**SET EXERCISE:**
Present every line of the records below as a Markdown table with the columns "No." and "Line", numbering each row and omitting blank lines. Leave the pictures out of the table.

**DATASET RECORDS:**
— start —

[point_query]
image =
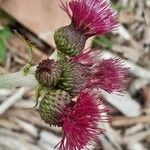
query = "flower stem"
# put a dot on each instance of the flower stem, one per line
(19, 79)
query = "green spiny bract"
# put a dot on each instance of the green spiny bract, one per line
(69, 40)
(52, 105)
(48, 73)
(73, 77)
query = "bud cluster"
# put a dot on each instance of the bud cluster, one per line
(69, 100)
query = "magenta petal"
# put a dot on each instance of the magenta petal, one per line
(91, 17)
(80, 122)
(109, 75)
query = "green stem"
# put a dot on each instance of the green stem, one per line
(19, 79)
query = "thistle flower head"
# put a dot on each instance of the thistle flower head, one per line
(80, 122)
(69, 40)
(107, 74)
(74, 77)
(91, 17)
(52, 105)
(48, 72)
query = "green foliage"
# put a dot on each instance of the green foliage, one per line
(102, 42)
(5, 33)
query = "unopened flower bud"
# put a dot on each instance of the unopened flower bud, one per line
(74, 76)
(48, 72)
(52, 105)
(69, 40)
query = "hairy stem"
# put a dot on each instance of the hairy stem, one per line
(19, 79)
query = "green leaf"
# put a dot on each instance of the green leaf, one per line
(2, 51)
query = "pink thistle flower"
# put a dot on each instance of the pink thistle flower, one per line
(91, 17)
(80, 122)
(109, 75)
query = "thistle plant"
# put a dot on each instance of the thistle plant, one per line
(70, 80)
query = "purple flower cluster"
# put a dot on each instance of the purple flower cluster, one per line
(91, 17)
(78, 73)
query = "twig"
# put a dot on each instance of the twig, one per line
(11, 100)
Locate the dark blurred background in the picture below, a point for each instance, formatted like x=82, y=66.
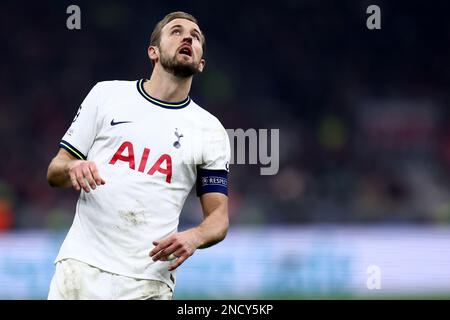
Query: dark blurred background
x=363, y=114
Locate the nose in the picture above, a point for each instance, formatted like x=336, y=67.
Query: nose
x=188, y=39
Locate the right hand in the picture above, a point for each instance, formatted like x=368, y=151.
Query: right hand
x=84, y=174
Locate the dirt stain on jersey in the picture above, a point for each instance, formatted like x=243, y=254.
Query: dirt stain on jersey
x=133, y=218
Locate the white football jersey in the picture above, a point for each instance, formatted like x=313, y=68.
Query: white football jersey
x=150, y=154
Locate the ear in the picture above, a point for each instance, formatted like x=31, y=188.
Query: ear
x=201, y=65
x=153, y=53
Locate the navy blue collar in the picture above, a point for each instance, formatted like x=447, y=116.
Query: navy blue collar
x=160, y=103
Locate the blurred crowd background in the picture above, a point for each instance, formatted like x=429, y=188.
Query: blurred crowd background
x=363, y=114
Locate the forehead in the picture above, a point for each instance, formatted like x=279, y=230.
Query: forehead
x=188, y=24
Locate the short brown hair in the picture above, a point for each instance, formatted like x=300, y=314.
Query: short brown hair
x=156, y=34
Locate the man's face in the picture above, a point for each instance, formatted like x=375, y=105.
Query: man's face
x=180, y=48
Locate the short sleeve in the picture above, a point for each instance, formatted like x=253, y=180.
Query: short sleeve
x=81, y=134
x=212, y=173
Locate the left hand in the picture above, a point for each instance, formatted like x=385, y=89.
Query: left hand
x=182, y=245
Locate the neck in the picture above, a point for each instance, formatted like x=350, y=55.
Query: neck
x=166, y=87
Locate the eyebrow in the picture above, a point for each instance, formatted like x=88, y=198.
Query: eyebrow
x=180, y=26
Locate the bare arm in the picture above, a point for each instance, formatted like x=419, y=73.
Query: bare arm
x=67, y=171
x=212, y=230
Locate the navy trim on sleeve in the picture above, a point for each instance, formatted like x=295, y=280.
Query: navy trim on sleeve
x=211, y=181
x=72, y=150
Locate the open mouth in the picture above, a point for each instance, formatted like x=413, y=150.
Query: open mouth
x=186, y=50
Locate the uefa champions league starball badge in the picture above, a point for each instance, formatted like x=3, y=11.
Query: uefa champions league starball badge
x=177, y=143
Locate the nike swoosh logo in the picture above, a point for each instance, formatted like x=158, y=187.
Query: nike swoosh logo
x=118, y=122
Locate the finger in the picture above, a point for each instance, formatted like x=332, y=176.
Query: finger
x=161, y=244
x=177, y=263
x=163, y=255
x=82, y=182
x=75, y=183
x=95, y=174
x=88, y=176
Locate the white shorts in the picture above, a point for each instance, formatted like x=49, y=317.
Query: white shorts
x=75, y=280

— end —

**WORKED SOLUTION:**
| No. | Line |
|---|---|
| 1 | [point_query] |
| 2 | image = |
| 3 | query = "flower stem" |
| 4 | # put a dot on each instance of the flower stem, one per line |
| 5 | (19, 79) |
| 6 | query = "green spiny bract" |
| 7 | # put a dot on each instance of the green spiny bract, one per line |
| 8 | (69, 40) |
| 9 | (52, 105) |
| 10 | (48, 73) |
| 11 | (73, 77) |
| 12 | query = "bud cluster" |
| 13 | # put a dot on each instance of the bud cluster, one per line |
| 14 | (69, 100) |
| 15 | query = "magenta petal" |
| 16 | # put a dot on each instance of the magenta petal, one per line |
| 17 | (91, 17) |
| 18 | (80, 122) |
| 19 | (109, 75) |
| 20 | query = "green stem" |
| 21 | # put a dot on each instance of the green stem, one per line |
| 22 | (19, 79) |
| 23 | query = "thistle flower head" |
| 24 | # put a dot on each instance of the thistle flower head, one per line |
| 25 | (80, 122) |
| 26 | (69, 40) |
| 27 | (107, 74) |
| 28 | (74, 77) |
| 29 | (91, 17) |
| 30 | (52, 105) |
| 31 | (48, 72) |
| 32 | query = "green foliage" |
| 33 | # put a dot on each instance of the green foliage, one per line |
| 34 | (102, 42) |
| 35 | (5, 33) |
| 36 | query = "unopened flower bud" |
| 37 | # put a dot on each instance of the unopened flower bud, one per line |
| 38 | (74, 76) |
| 39 | (48, 72) |
| 40 | (52, 105) |
| 41 | (69, 40) |
| 42 | query = "hairy stem" |
| 43 | # put a dot on each instance of the hairy stem, one per line |
| 44 | (19, 79) |
| 45 | query = "green leaf" |
| 46 | # put a dot on each instance of the green leaf, one per line |
| 47 | (2, 51) |
| 48 | query = "pink thistle flower" |
| 49 | # put a dot on each instance of the pink thistle flower, one per line |
| 50 | (91, 17) |
| 51 | (80, 122) |
| 52 | (109, 75) |
| 53 | query = "thistle plant" |
| 54 | # put a dot on each instance of the thistle plant, one per line |
| 55 | (70, 80) |
| 56 | query = "purple flower cluster" |
| 57 | # put a dot on each instance of the purple flower cluster, one per line |
| 58 | (91, 17) |
| 59 | (78, 73) |
| 60 | query = "twig" |
| 61 | # put a dot on each instance of the twig, one per line |
| 62 | (11, 100) |
| 63 | Locate the dark blurred background in the picture below, a point for each instance, formatted like x=82, y=66. |
| 64 | Query: dark blurred background |
| 65 | x=363, y=114 |
| 66 | Locate the nose in the picture above, a point for each instance, formatted like x=336, y=67. |
| 67 | Query: nose |
| 68 | x=188, y=39 |
| 69 | Locate the right hand in the picture above, a point for each instance, formatted like x=368, y=151. |
| 70 | Query: right hand |
| 71 | x=84, y=174 |
| 72 | Locate the dirt stain on jersey in the picture above, a point for each instance, formatted like x=243, y=254. |
| 73 | Query: dirt stain on jersey |
| 74 | x=133, y=218 |
| 75 | Locate the white football jersey in the picture above, a point for each instance, formatted like x=313, y=68. |
| 76 | Query: white football jersey |
| 77 | x=150, y=154 |
| 78 | Locate the ear in the picture above, a point for each instance, formatted like x=31, y=188. |
| 79 | Query: ear |
| 80 | x=201, y=65 |
| 81 | x=153, y=53 |
| 82 | Locate the navy blue collar in the picture above, a point for each instance, formatted like x=447, y=116. |
| 83 | Query: navy blue collar |
| 84 | x=160, y=103 |
| 85 | Locate the blurred crowd background in the picture above, a point for each instance, formatted like x=429, y=188. |
| 86 | Query: blurred crowd background |
| 87 | x=363, y=114 |
| 88 | Locate the forehead in the picture above, a point for each instance, formatted like x=279, y=230. |
| 89 | Query: forehead |
| 90 | x=188, y=24 |
| 91 | Locate the short brown hair in the picture above, a point for each instance, formatted like x=300, y=314. |
| 92 | Query: short brown hair |
| 93 | x=156, y=34 |
| 94 | Locate the man's face in the picture above, a point for each instance, formatted like x=375, y=105. |
| 95 | Query: man's face |
| 96 | x=180, y=48 |
| 97 | Locate the short sleeve in the picture above, a point for each instance, formatted like x=253, y=180. |
| 98 | Query: short sleeve |
| 99 | x=81, y=134 |
| 100 | x=212, y=173 |
| 101 | Locate the left hand in the picture above, a point for each instance, formatted like x=385, y=89. |
| 102 | Query: left hand |
| 103 | x=182, y=245 |
| 104 | Locate the neck in the picture above, a point for each instance, formatted like x=350, y=55. |
| 105 | Query: neck |
| 106 | x=166, y=87 |
| 107 | Locate the eyebrow in the picture above, a point for each instance, formatted like x=88, y=198. |
| 108 | Query: eyebrow |
| 109 | x=180, y=26 |
| 110 | Locate the bare arm in the picture above, a point for each instance, formatted like x=419, y=73. |
| 111 | Query: bare arm |
| 112 | x=67, y=171 |
| 113 | x=212, y=230 |
| 114 | Locate the navy trim on sleeve in the picture above, a point for each instance, formatted like x=295, y=280. |
| 115 | Query: navy trim on sleeve |
| 116 | x=211, y=181 |
| 117 | x=72, y=150 |
| 118 | Locate the open mouth in the picture above, a point for each instance, formatted like x=413, y=150. |
| 119 | Query: open mouth |
| 120 | x=186, y=50 |
| 121 | Locate the uefa champions league starball badge in the picture above, a point for each instance, formatted like x=3, y=11. |
| 122 | Query: uefa champions league starball badge |
| 123 | x=177, y=143 |
| 124 | Locate the nike swoosh logo in the picture above, a point for each instance, formatted like x=158, y=187. |
| 125 | Query: nike swoosh logo |
| 126 | x=118, y=122 |
| 127 | Locate the finger in the picture above, a point for each instance, formatted like x=332, y=176. |
| 128 | Query: finger |
| 129 | x=161, y=244 |
| 130 | x=177, y=263 |
| 131 | x=163, y=255 |
| 132 | x=82, y=182 |
| 133 | x=75, y=183 |
| 134 | x=95, y=174 |
| 135 | x=88, y=176 |
| 136 | Locate the white shorts in the picture above, a point for each instance, formatted like x=49, y=317. |
| 137 | Query: white shorts |
| 138 | x=75, y=280 |